◆ Document extract ◆
All aboard the SS Who Cares, it’s another edition of Problem Solving with Adam Schatz.
This time we will focus on a well-tread often revisited bacchanalia of gripes: flying on a commercial airline with a musical instrument.
There’s much to lament about the current state of air travel, but you have to admit there’s very few other situations that allow you to so easily watch someone else watch Mamma Mia!. So if that’s your thing (it’s my thing) then we have no choice but to continue to take to the skies. Also planes get you where you’re going really fast, and the “choo choo” that trains make hurts my delicate eardrums.
If we are going to continue to take our tools of the trade on the plane with us, there’s a big issue I need to address, in the hopes that we can put a stop to this insult once and for all. I’m of course talking about when a member of the flight crew says “Hey, you never played for us!” as you exit the plane.
Allow me to wait for the applause to die down. I understand this is a major issue for everyone, which is why I’m taking the calculated risk by speaking out. If the airlines discover that I’m leading this campaign, they might retaliate by spitting in the food they don’t give me.
But I can’t stay quiet any longer. This injustice has to stop. I’m not opposed to the occasional friendly quip in my day-to-day, but what we’re dealing with here is an issue of humanity. From the moment we cross the threshold of merciless inconvenience onto the plane, we are putting our humanity into a cryogenic deep sleep. We hope to reunite with our humanity once we land, but there’s simply no promises, and by the time I’ve buckled in and been bludgeoned with a 110 decibel announcement for a new credit card offer and the person in front of me has leaned back so far that I could kiss the top of their head with little-to-no effort at all, my humanity is as foreign to me as the plot of Mamma Mia! is to the guy sitting next to me who’s pretending not to hear me explain it to him (he’ll fall in line after he watches me watch that other lady watch it).
Mid-air our self-worth as upright mammals gets further disemboweled and deveined to the degree where we smile big and say, “Thank you,” when handed pretzels designed in a lab to taste as if you’ve eaten nothing at all. The plane lands with a double bump and we all quietly say our prayers to the Father (Pierce Brosnan), Father (Stellan Skarsgård), and Father (Colin Firth) that we didn’t explode. My opposable thumbs feel as though they’re melting back into flippers as I awkwardly stand up and remove my saxophone from the overhead bin and the weight of it falls down too fast and I accidentally touch knees with a businessman who’s been pretending to do business the whole flight. Through the crack in the seats I watched him read a quarterly report all about how if sales could be better then why weren’t they, huh? The last five pages of the document appeared to read “stop hitting yourself! stop hitting yourself!” over and over again, but I was pretty dehydrated from the pretzels at that point and my vision was getting a bit blurry.

◆ Extracted entries ◆
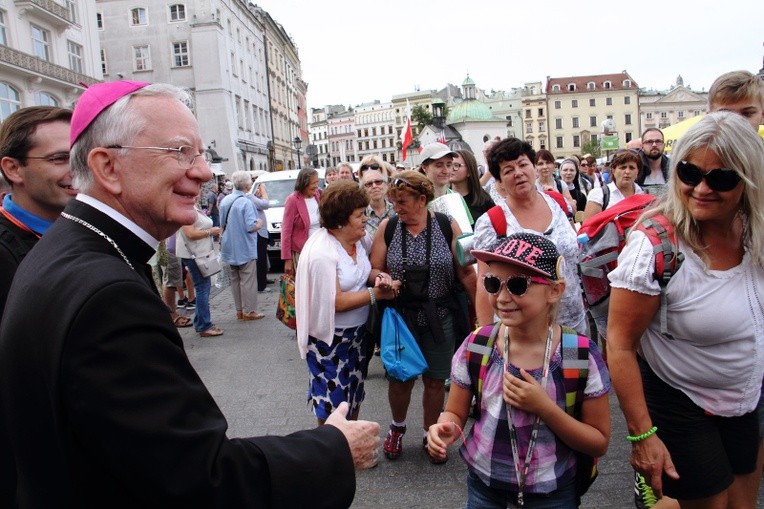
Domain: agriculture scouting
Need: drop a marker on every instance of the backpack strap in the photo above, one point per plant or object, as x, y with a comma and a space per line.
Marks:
390, 229
479, 348
668, 259
498, 221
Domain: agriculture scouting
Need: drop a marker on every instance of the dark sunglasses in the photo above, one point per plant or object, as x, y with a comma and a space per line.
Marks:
719, 179
516, 285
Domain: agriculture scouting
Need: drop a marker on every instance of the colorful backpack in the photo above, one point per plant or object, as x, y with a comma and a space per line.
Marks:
601, 239
575, 372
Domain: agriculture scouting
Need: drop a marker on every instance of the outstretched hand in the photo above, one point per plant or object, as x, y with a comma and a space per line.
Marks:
362, 436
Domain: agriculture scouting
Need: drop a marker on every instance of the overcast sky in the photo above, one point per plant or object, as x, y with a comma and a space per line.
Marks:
355, 51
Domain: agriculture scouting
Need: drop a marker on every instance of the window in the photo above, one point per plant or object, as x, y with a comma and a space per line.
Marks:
141, 58
45, 99
3, 35
9, 100
75, 56
180, 54
40, 43
177, 12
71, 8
138, 17
104, 69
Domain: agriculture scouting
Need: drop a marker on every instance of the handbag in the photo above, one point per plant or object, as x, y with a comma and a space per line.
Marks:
285, 308
401, 355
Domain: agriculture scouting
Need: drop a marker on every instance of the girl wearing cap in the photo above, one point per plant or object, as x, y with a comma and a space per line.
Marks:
522, 447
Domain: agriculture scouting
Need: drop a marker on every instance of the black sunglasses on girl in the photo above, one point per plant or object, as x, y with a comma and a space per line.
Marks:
516, 285
719, 179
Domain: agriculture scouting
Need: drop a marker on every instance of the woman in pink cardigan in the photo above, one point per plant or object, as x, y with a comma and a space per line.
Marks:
301, 217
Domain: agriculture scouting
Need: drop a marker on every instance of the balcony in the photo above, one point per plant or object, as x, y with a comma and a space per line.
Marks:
36, 67
48, 10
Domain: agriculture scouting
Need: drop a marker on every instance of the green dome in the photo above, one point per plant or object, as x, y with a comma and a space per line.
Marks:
470, 109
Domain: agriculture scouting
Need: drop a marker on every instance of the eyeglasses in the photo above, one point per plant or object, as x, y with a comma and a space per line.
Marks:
186, 154
719, 179
371, 183
516, 285
58, 159
398, 182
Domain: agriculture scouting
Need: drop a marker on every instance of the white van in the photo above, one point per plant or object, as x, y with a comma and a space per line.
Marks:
279, 185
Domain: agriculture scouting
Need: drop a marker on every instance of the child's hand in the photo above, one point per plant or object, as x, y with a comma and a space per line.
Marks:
525, 394
439, 437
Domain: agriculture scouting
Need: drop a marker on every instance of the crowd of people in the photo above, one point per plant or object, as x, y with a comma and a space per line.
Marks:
107, 395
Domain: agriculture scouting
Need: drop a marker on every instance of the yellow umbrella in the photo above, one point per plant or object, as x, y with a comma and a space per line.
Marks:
673, 132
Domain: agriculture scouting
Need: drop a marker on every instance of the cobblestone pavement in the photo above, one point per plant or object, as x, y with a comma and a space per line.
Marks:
255, 374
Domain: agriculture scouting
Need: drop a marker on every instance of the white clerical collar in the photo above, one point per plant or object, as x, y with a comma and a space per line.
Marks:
120, 218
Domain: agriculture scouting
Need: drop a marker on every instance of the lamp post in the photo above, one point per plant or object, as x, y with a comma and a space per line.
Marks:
297, 144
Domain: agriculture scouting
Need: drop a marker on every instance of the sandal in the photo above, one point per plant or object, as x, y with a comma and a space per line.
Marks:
212, 331
181, 321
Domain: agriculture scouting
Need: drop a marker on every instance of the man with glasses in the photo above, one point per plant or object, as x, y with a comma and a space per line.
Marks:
654, 163
100, 403
34, 159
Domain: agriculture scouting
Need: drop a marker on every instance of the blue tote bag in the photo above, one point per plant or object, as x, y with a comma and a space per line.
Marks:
401, 355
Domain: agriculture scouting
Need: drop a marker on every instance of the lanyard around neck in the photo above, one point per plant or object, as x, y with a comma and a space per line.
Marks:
521, 471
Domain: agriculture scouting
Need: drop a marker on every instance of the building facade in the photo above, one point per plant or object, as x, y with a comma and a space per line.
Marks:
47, 49
375, 130
577, 106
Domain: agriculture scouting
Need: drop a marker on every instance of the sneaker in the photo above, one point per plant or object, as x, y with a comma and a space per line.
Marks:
644, 496
394, 442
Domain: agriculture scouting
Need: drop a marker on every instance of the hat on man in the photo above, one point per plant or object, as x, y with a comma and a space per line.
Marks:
527, 250
435, 151
97, 98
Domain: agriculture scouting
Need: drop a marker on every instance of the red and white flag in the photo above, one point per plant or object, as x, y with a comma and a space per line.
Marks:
406, 137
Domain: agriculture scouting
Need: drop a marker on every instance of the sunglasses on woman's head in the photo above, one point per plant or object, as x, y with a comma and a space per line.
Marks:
516, 285
719, 179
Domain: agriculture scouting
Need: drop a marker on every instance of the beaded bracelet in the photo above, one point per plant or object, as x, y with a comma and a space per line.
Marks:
644, 435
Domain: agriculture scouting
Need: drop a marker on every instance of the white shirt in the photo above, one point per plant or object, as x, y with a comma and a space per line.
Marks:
717, 320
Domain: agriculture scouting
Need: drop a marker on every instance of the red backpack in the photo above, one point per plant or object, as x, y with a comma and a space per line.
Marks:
601, 239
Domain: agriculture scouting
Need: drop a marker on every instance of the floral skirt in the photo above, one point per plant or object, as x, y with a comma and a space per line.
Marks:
336, 371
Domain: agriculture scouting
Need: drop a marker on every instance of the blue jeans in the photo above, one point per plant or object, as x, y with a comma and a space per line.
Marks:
480, 496
202, 286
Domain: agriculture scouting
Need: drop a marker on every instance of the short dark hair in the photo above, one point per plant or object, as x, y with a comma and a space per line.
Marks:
508, 149
303, 179
16, 132
339, 201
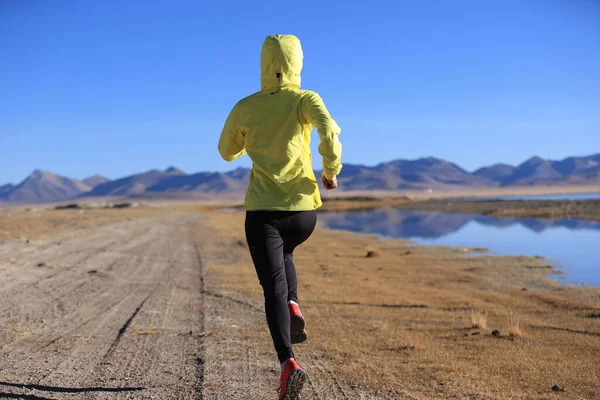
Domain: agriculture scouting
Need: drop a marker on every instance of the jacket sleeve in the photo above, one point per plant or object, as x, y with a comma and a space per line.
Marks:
330, 148
232, 143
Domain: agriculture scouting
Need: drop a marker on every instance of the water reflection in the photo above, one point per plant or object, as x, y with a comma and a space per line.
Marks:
432, 225
572, 244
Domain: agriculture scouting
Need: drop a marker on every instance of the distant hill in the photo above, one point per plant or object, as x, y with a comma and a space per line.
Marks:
95, 180
204, 182
420, 174
43, 186
496, 172
6, 188
537, 171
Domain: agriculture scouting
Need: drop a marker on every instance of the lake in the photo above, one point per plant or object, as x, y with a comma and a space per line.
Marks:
573, 245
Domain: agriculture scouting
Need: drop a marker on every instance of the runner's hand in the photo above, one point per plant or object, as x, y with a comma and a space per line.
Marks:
329, 184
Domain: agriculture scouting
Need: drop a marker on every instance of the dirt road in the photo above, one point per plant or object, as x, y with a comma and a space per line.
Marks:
124, 311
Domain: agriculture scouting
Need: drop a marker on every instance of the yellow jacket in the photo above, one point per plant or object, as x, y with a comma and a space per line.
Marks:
274, 125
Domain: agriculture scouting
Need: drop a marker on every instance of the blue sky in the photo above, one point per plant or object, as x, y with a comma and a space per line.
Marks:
118, 87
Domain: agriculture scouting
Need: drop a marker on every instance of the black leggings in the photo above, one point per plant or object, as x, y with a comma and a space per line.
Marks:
272, 237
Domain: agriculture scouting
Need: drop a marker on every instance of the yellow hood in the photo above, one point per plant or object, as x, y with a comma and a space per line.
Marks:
281, 62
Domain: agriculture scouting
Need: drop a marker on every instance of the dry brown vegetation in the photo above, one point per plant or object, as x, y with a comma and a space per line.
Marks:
478, 320
401, 322
36, 222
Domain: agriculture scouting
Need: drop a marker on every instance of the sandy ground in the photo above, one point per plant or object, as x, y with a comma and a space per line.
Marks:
165, 304
546, 209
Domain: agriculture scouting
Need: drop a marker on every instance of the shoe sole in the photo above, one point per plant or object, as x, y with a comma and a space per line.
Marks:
294, 385
297, 332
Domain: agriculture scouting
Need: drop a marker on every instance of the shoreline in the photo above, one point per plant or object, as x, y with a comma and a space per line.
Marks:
413, 312
389, 317
588, 209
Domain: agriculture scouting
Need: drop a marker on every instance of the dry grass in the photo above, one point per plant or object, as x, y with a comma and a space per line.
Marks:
478, 320
397, 322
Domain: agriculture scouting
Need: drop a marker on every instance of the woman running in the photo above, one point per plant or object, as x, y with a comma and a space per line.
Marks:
273, 127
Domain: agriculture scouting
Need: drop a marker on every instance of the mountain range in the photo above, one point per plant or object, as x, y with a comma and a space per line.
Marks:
420, 174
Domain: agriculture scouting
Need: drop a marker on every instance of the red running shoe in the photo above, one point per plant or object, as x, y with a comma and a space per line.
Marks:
292, 380
297, 324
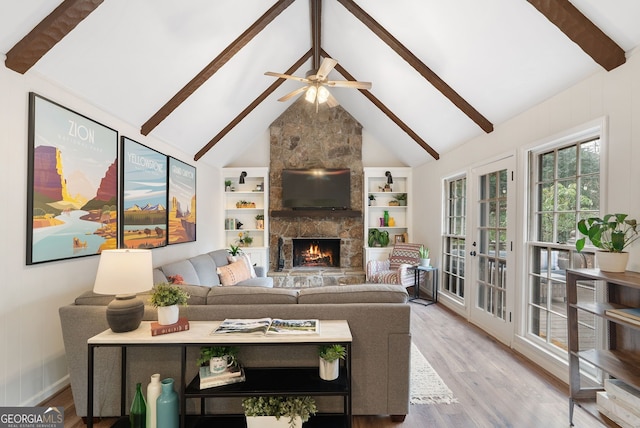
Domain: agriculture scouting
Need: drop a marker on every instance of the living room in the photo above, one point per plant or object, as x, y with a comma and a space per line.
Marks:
30, 323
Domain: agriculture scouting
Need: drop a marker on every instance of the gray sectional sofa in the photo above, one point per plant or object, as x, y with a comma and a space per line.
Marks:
378, 316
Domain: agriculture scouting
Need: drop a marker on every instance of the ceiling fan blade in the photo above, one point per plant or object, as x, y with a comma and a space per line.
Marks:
326, 66
348, 84
332, 102
293, 93
286, 76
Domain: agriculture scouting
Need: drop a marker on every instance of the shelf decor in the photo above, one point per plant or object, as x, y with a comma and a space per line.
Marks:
72, 204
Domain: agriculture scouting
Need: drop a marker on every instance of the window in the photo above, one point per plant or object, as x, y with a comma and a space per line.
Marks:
454, 237
565, 187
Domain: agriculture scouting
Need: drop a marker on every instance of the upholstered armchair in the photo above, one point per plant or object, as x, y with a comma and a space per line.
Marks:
394, 270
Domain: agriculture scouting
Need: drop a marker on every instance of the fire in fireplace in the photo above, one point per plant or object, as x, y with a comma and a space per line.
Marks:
319, 252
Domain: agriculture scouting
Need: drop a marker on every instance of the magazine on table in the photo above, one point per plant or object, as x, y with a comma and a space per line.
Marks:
262, 326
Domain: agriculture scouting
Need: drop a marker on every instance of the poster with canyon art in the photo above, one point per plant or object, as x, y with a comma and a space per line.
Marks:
143, 223
72, 201
182, 202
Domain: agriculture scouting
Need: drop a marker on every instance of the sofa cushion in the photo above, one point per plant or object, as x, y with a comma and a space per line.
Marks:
206, 270
234, 273
241, 295
183, 268
359, 293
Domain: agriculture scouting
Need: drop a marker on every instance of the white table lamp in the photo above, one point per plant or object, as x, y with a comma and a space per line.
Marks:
124, 273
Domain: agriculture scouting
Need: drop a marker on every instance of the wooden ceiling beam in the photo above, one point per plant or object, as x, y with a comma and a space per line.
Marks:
418, 65
215, 65
64, 18
582, 32
252, 106
388, 112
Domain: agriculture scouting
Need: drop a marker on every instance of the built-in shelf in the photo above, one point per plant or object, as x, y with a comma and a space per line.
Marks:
316, 213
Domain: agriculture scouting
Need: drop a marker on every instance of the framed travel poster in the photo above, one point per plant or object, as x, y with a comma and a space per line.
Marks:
182, 202
143, 221
72, 184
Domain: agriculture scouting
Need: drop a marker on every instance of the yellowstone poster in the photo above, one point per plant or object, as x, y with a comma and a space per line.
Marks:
182, 202
72, 184
143, 221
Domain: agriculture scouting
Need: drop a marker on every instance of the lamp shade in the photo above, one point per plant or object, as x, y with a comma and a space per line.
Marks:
124, 272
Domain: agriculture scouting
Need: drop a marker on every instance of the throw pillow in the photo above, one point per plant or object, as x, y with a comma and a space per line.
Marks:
246, 259
234, 273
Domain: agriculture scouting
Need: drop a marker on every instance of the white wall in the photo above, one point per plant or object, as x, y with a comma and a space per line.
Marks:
613, 95
32, 359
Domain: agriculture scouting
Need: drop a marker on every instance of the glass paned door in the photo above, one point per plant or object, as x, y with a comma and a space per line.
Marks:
492, 250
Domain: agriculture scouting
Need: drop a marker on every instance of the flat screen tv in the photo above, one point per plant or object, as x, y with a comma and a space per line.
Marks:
316, 188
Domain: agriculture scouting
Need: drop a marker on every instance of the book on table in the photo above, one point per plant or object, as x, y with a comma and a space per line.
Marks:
262, 326
631, 315
233, 374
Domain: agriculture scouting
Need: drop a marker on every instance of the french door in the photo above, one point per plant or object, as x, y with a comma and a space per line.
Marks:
491, 249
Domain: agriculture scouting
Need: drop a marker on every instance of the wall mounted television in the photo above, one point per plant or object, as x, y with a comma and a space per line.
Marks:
316, 188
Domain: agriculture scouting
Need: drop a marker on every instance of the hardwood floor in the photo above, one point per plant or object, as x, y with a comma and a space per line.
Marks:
494, 386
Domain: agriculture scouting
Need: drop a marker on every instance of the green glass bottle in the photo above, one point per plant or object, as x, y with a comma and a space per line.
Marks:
138, 412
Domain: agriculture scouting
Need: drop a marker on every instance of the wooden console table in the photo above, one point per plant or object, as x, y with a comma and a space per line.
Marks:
260, 381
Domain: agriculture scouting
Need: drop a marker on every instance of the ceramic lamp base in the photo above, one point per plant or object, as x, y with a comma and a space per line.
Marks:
125, 313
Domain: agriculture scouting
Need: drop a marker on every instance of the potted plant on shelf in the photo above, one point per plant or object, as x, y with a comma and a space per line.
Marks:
612, 234
330, 356
423, 252
378, 238
166, 297
274, 412
218, 357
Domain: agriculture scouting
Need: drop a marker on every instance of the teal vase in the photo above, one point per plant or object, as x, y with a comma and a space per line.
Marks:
138, 411
167, 406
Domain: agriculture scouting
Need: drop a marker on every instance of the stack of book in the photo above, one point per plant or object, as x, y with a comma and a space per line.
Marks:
620, 403
233, 374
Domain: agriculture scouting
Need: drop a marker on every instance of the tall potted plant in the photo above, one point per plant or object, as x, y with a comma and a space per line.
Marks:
612, 234
166, 297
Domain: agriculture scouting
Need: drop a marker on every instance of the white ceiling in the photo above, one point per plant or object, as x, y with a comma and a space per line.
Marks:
129, 57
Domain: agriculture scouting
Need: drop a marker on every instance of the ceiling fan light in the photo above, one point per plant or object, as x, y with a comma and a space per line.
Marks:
323, 94
311, 94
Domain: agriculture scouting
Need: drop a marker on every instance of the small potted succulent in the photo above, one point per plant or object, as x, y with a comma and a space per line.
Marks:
273, 412
330, 356
166, 297
612, 234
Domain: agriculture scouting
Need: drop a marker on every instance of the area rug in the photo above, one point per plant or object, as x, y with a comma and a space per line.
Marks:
426, 386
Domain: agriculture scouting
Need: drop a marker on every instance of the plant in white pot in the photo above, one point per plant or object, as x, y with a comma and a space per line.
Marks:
166, 297
612, 234
276, 412
330, 356
423, 253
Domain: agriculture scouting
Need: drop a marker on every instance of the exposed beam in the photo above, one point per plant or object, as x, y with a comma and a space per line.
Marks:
48, 33
215, 65
420, 67
388, 112
582, 31
251, 106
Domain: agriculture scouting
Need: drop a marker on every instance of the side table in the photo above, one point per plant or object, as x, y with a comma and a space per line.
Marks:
430, 271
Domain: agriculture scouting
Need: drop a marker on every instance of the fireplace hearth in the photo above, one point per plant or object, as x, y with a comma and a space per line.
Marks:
316, 252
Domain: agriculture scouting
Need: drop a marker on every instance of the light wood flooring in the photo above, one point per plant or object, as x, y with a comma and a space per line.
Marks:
494, 386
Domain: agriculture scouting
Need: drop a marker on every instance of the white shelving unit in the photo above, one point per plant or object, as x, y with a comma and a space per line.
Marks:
375, 181
255, 191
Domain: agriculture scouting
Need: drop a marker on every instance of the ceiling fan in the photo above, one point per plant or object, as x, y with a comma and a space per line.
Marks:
316, 83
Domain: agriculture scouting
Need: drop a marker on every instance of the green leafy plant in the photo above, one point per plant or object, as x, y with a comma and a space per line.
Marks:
612, 233
165, 294
332, 352
378, 237
290, 407
423, 252
209, 352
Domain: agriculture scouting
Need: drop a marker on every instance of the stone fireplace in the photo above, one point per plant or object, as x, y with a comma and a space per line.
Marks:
302, 138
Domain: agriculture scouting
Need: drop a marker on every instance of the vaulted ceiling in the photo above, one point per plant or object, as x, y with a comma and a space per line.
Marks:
192, 73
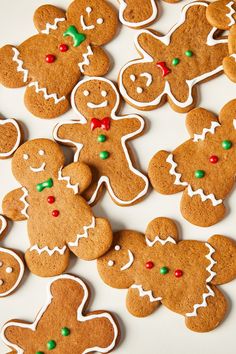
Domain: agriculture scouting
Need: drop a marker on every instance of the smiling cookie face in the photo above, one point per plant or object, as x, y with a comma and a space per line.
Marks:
38, 159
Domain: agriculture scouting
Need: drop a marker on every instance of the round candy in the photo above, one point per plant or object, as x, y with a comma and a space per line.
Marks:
50, 58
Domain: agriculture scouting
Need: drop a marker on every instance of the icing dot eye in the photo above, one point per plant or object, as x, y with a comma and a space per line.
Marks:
104, 93
86, 93
100, 21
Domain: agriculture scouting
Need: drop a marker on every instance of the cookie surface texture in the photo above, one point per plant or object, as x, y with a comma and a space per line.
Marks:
50, 63
171, 66
100, 137
59, 219
157, 268
61, 326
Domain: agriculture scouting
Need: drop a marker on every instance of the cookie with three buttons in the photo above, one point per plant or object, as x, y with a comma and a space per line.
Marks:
158, 268
59, 219
100, 137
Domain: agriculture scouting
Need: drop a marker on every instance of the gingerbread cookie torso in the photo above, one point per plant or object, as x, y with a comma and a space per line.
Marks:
61, 325
173, 64
59, 219
182, 275
100, 137
50, 63
203, 167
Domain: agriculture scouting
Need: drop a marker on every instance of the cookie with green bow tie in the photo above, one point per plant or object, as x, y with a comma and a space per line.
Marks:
50, 63
59, 219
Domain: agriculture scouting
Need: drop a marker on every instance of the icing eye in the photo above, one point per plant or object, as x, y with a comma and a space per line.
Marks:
100, 21
104, 93
86, 93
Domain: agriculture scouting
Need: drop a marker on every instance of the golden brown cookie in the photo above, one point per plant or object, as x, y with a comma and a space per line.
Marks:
59, 219
203, 167
62, 326
182, 275
101, 137
51, 62
171, 66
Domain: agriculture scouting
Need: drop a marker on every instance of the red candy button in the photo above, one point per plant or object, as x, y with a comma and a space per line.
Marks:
178, 273
55, 213
50, 58
149, 265
51, 199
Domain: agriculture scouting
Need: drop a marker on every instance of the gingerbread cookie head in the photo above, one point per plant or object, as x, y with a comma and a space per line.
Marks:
173, 64
222, 14
61, 325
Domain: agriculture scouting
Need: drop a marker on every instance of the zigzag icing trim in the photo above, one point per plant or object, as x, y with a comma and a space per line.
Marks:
75, 187
148, 293
169, 239
205, 131
49, 251
203, 304
45, 93
86, 60
53, 26
84, 235
212, 262
204, 196
170, 160
23, 200
20, 64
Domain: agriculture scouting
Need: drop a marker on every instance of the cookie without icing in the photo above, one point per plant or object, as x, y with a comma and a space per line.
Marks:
170, 66
59, 219
100, 137
182, 275
61, 325
51, 63
203, 167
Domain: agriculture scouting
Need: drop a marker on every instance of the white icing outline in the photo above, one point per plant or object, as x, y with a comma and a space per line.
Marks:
148, 293
79, 146
129, 263
74, 187
20, 64
146, 58
18, 140
53, 26
143, 23
150, 243
231, 13
85, 234
80, 318
21, 272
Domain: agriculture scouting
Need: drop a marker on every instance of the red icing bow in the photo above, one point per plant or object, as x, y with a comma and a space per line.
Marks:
104, 123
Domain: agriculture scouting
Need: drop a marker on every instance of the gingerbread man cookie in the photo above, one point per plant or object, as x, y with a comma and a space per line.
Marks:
61, 325
10, 137
182, 275
59, 219
51, 62
173, 64
203, 167
100, 137
11, 266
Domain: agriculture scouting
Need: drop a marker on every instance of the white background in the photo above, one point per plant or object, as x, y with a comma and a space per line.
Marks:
163, 332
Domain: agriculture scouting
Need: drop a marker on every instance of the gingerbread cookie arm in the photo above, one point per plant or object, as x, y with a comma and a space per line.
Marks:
15, 205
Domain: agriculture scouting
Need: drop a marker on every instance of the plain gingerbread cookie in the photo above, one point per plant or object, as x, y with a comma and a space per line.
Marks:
182, 275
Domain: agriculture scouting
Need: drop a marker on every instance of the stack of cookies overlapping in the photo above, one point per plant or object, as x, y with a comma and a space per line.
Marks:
61, 173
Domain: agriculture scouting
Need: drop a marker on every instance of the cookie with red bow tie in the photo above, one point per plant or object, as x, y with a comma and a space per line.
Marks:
100, 137
59, 219
68, 45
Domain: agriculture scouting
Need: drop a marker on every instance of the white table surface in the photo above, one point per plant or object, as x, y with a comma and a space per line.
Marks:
163, 332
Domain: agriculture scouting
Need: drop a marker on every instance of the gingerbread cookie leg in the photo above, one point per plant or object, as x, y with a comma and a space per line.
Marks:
94, 241
200, 209
207, 315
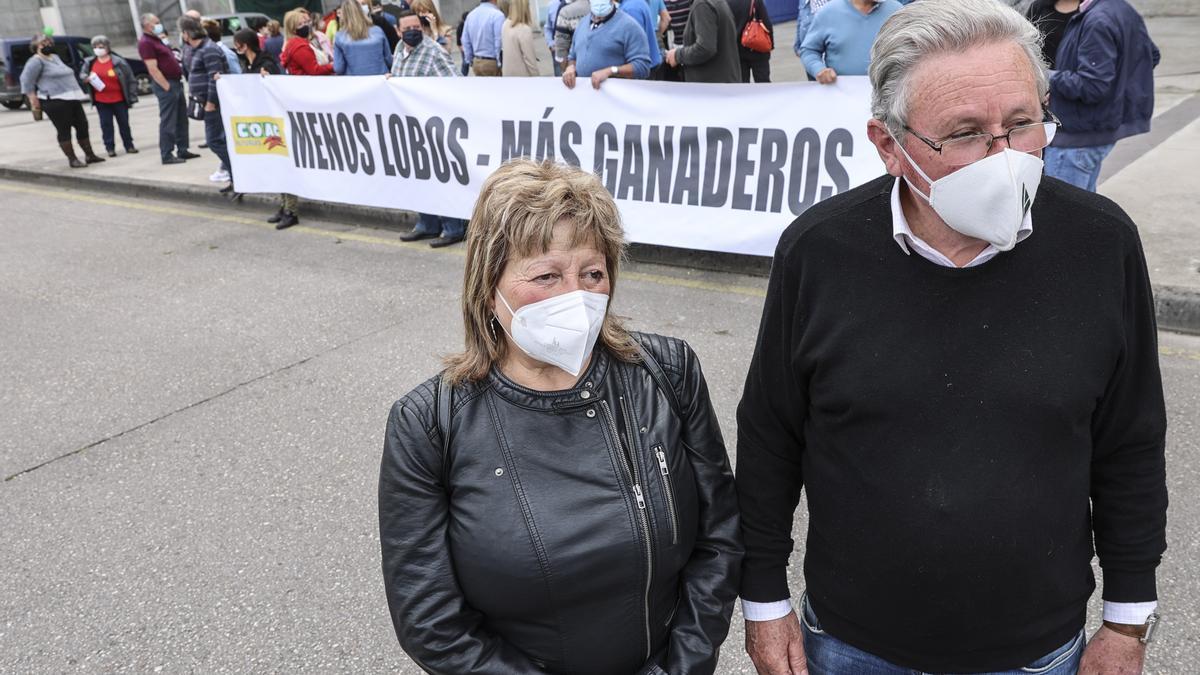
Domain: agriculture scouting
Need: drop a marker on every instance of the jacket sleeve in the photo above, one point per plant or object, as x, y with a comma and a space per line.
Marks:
705, 47
1096, 70
709, 580
1128, 461
436, 626
771, 438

◆ Objectives ◆
**A)** Print the stretch of the essay about flying with a musical instrument from "If we are going" through "don’t give me.".
**B)** Proceed with the essay about flying with a musical instrument by writing what comes after its last sentence.

◆ Expected responses ◆
**A)**
If we are going to continue to take our tools of the trade on the plane with us, there’s a big issue I need to address, in the hopes that we can put a stop to this insult once and for all. I’m of course talking about when a member of the flight crew says “Hey, you never played for us!” as you exit the plane.
Allow me to wait for the applause to die down. I understand this is a major issue for everyone, which is why I’m taking the calculated risk by speaking out. If the airlines discover that I’m leading this campaign, they might retaliate by spitting in the food they don’t give me.

**B)**
The process after a flight lands is called “deplaning” because it is our sacred transition from being a collective, disgusting plane to a hygienic individual people again. We all forget our 19th pair of earbuds in our seatbacks and begin the slow march towards our dormant humanity. And right when I’m at my lowest, fully depleted from the trip and not yet over the threshold of personhood, that’s when they hit me.
“Hey, you never played for us!”
And they laugh and cheer and I didn’t even know the air marshal was allowed to chest-bump the pilot but I guess once you’ve landed anything goes.
It just isn’t right. It’s like kicking a trout after it’s already flapping on the dock. We’re two more credit card announcements from turning into little half cans of primordial ooze and that’s when we get a tee-hee joke lobbed our way? There’s no valid response. You can’t say, “I’ll play next time!” because that would be a lie. And in fact, you know the last thing they want is to hear you play an instrument on that flight. Can you imagine, me, proudly standing up at 30,000 feet to play just a few of the many major scales that I know in the middle of the aisle, meanwhile everyone in the exit row realizes this falls under their jurisdiction and they knock me out a with service dog crate?
Trust me I won’t make that mistake twice. No, as per usual my talents will go unappreciated in the sky (though I’m pretty sure a Virgin Records A&R jotted down some notes when I was singing along to “The Winner Takes It All” at a very appropriate volume). Because my musical gifts cannot have their moment, I will instead do what I do second best, and suggest some solutions for how to deal with the flight crew quip as you exit the plane.
WHAT CAN BE DONE?
- If the flight crew insists on saying we never played for them, they must also deliver an equally appropriate jab at every single passenger. Some suggestions are, “Hey, you never read for us!” “Hey, you never played lacrosse for us!” “Hey, you never showed off your airplane pajamas in an airplane pajama fashion show for us!”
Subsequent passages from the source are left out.